The most common symptoms of allergic reaction include:
- Runny nose
- Skin rash
- Itchy throat
- Red, swollen and/or itchy eyes
- Complaint of itchy inner ear
- Shortness of breath or rapid breathing
- Stomach aches
- Irregular bowel movements or chronic diarrhea
It’s important to note that if you notice cold-like symptoms that do not go away on their own within a few weeks, you should talk with your child’s pediatrician about the possibility of them being affected by allergies.
Depending on the severity of your child’s reaction to an allergy, it can interfere and affect daily life by:
- Interrupting sleep cycles.
- Creating an imbalance to their daily diet.
- Affecting grades and attendance if it causes them to miss school due to chronic or severe symptoms.
- Becoming a hindrance to daily basic life tasks.
Seek emergency help immediately if your child experiences symptoms like:
- Chest pain
- Loss of consciousness
- Trouble breathing
- A weak pulse
- Trouble swallowing
- Swelling of the lips, throat or tongue
Allergy diagnosis will help manage symptoms.
There are a variety of ways to test for food allergies in children and adults. From a skin prick test to a food elimination diet, testing is available for your children. Note that skin testing normally does not happen for children under the age of 6 months as their immune system is still developing in the early months of their infancy.
Here are the most common allergy tests.
- Skin Prick Test: During this test, a small amount of allergens are placed on your child’s skin. The skin is then pricked in the spots where the allergens were placed so that a small amount may enter their body. A positive result equates to a swollen, red bump, often encompassed by a ring, in the area in which they were pricked. This is the most common type of testing.
- Food Elimination Diet: This diet essentially eliminates the foods that are believed to be causing allergic reactions. The suspected foods are removed from a child’s diet, entirely, for two to three weeks. If symptoms disappear, the allergen in question is thought to be the cause of their reactions. The food, depending on the severity of reaction, can slowly be reintroduced to your child’s diet to evaluate tolerance.
- Blood Testing: Through basic blood tests, allergists and doctors can check for various antibodies in your child’s system. The higher the amount of antibodies to a specific allergen, the more likely it is that they are experiencing adverse reactions to said allergen.

→ **Data records**:
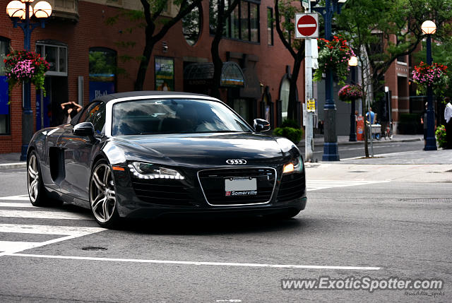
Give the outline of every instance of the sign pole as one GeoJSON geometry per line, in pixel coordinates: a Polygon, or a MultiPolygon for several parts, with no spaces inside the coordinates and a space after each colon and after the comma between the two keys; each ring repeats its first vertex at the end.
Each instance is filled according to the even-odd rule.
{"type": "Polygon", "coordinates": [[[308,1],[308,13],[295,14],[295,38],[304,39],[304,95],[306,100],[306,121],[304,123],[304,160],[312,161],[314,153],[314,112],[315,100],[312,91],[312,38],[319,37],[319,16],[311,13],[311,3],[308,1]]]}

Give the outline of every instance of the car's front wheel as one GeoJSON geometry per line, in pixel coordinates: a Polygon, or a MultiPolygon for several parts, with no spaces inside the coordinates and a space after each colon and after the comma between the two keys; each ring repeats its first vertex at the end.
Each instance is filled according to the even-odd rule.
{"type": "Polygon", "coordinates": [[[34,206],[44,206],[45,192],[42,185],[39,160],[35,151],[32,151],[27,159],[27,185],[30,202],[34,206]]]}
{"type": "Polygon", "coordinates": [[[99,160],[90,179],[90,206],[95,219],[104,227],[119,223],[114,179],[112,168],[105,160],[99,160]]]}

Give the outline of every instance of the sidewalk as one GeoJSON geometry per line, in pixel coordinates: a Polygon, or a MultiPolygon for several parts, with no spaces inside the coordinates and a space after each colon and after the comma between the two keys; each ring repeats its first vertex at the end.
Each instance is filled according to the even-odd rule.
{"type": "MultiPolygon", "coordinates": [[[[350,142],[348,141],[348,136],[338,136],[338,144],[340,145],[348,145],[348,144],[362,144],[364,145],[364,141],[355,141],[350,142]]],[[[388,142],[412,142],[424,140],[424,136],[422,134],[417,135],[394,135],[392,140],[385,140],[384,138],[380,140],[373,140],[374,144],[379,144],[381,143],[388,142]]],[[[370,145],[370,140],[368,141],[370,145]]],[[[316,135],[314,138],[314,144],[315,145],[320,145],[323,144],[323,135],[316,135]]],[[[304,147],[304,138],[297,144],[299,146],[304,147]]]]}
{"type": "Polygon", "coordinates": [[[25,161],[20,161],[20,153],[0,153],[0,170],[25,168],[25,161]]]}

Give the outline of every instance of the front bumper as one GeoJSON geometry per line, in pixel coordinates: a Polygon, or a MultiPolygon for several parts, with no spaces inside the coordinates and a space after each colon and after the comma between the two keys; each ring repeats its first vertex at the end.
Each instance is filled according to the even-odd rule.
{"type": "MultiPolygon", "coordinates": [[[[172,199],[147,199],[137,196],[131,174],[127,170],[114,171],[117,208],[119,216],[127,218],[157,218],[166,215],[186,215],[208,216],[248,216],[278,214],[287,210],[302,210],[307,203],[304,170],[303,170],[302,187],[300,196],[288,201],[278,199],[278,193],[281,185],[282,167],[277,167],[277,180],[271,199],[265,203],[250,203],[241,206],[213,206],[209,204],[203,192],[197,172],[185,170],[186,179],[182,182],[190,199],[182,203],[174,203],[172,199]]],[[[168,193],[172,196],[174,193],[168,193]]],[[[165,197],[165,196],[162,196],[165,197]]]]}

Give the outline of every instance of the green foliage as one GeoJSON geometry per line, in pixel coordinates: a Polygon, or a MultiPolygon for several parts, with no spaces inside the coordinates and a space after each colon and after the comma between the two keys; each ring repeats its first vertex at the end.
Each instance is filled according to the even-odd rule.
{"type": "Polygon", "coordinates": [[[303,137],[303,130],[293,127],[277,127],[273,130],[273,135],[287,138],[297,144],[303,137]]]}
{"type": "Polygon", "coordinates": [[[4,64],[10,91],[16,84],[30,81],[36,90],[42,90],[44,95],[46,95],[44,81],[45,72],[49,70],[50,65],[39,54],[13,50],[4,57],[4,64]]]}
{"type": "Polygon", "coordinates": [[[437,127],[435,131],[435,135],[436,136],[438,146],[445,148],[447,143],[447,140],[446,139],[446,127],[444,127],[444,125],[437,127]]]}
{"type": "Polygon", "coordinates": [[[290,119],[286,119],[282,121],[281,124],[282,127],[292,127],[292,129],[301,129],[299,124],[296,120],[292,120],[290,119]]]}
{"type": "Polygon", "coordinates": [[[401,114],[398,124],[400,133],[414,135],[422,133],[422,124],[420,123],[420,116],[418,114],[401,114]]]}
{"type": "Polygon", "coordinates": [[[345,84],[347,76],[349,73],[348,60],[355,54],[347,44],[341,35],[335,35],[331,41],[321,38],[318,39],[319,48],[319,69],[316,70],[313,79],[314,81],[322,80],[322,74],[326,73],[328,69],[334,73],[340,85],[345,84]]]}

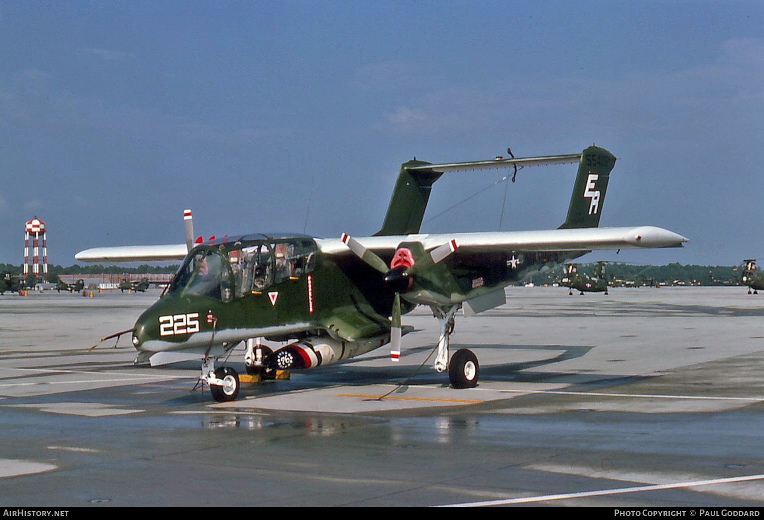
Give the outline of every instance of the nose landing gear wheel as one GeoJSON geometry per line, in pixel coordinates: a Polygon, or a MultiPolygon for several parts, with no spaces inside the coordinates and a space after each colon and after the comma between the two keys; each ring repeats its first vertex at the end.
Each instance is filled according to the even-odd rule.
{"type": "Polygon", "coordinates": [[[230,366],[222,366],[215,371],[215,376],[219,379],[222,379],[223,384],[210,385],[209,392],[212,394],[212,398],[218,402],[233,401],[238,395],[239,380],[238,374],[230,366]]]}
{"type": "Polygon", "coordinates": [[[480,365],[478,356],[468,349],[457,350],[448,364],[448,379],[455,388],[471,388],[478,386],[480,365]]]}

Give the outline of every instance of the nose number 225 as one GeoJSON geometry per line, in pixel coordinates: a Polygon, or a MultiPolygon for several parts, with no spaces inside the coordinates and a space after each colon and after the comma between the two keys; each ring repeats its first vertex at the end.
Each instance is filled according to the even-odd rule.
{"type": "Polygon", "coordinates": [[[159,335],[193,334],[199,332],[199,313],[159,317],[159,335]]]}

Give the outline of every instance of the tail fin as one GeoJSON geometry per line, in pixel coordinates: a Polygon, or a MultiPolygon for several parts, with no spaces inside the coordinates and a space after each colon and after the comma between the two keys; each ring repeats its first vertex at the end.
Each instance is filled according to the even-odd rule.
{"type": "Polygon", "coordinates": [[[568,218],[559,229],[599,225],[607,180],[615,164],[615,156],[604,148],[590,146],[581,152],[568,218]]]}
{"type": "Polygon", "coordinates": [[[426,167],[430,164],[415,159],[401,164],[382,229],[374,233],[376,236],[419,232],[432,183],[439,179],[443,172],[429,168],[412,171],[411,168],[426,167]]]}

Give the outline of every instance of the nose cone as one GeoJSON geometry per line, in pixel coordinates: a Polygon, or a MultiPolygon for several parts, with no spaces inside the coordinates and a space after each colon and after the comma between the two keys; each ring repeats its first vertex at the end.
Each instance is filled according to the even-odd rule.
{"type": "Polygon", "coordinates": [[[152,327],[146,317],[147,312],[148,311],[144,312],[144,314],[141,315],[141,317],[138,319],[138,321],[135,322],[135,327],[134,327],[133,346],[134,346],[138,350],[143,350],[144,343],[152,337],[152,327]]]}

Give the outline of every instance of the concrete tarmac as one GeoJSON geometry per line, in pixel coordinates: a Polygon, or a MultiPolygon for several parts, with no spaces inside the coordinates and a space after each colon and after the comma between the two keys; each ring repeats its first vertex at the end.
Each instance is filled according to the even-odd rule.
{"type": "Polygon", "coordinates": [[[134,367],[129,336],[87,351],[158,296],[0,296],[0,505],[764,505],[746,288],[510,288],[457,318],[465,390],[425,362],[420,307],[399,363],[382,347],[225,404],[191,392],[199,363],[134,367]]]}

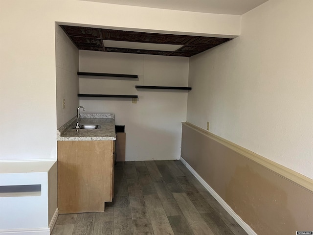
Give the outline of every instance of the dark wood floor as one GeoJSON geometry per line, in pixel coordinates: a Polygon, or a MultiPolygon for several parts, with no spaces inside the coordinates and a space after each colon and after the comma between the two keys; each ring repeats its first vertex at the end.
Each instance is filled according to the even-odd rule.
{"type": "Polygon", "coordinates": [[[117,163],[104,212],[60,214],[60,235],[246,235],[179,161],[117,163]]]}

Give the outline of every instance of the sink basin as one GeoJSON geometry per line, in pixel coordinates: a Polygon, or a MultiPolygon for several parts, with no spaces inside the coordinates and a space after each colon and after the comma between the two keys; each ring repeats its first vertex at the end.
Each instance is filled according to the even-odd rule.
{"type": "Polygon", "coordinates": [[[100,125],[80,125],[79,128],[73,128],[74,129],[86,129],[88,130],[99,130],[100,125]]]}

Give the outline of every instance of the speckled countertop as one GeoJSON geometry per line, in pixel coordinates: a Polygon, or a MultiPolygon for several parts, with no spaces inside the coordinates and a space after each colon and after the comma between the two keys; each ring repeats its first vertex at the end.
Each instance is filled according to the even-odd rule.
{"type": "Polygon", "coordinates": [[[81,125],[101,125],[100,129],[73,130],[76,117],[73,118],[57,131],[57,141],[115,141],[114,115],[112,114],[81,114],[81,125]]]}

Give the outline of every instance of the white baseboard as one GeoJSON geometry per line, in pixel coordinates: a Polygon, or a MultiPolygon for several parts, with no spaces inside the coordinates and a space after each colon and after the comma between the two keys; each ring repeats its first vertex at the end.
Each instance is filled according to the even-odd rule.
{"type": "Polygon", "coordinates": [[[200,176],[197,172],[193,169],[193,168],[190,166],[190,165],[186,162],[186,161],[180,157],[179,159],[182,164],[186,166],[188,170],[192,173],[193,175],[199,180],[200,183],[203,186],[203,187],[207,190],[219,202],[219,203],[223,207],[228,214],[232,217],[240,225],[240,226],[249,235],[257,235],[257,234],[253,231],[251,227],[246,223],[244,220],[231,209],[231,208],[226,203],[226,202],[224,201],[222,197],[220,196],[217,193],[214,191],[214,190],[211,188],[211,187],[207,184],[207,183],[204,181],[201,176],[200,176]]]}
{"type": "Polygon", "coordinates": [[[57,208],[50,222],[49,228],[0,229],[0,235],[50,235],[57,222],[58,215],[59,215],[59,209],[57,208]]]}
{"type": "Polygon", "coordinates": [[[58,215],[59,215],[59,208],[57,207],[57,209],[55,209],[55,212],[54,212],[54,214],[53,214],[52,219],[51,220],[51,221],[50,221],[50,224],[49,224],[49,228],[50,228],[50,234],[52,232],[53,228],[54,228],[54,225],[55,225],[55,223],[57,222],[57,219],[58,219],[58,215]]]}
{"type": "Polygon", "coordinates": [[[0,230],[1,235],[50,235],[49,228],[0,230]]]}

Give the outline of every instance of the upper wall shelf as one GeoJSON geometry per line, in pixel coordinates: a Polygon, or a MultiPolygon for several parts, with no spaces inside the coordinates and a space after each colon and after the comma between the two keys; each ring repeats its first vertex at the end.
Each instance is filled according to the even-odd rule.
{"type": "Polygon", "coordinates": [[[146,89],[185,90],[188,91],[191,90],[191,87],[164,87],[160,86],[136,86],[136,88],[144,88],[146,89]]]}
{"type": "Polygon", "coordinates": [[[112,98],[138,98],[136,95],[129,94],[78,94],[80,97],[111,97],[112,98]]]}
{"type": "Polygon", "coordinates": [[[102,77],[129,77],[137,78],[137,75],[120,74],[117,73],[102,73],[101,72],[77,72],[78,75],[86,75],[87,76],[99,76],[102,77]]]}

→ **Tasks and exercises**:
1 > From the text on children's allergies, list every symptom that it says calls for emergency help right away.
2 > Answer these from the text on children's allergies:
(a) Under what age does skin testing normally not happen?
(b) For how long are suspected foods removed in a food elimination diet?
(c) Which test does the text call the most common type of testing?
3 > Carry the text on children's allergies forward from its last sentence.

→ **Your written answers**:
1 >
- Chest pain
- Loss of consciousness
- Trouble breathing
- A weak pulse
- Trouble swallowing
- Swelling of the lips, throat or tongue

2 >
(a) 6 months
(b) Two to three weeks
(c) The skin prick test

3 >
- Intradermal Test: During this test, a small amount of the suspected allergen is injected into your child’s arm via a standard needle. The injection site is then checked after 15-20 minutes to check for a reaction.
- Patch Test: Similar to the prick test, sans needles, this test uses patches of different allergens that are applied directly to your child’s skin. The patches are adhered to your child’s arms or back and stay in place for 48 hours. After the allotted time frame, your allergist will remove the patches to check for adverse reactions.
Indoor and outdoor allergies affect millions of children every year.
Aside from the effect of food allergies on children, indoor and outdoor allergies are also extremely common in children. From pet dander, dust and mites to seasonal allergies like pollen and ragweed, seasonal allergies affect millions of children each year. Seasonal allergies are exactly as they are described and occur during specific seasons, most commonly during the spring and summer when flowers are blooming and trees are sprouting. Seasonal allergies can occur year around for some individuals. Indoor allergies can be mitigated by keeping your child away from pets, washing linens and bedding in hot water on a weekly basis and vacuuming floors regularly to remove extra dust and dander.
Allergy treatment is available.
Depending on the symptoms and severity of allergic reactions, there are various ways to treat allergy symptoms in children.It is best to speak with your child’s pediatrician to determine the best treatment method for their individual case as both over the counter and prescription options are available.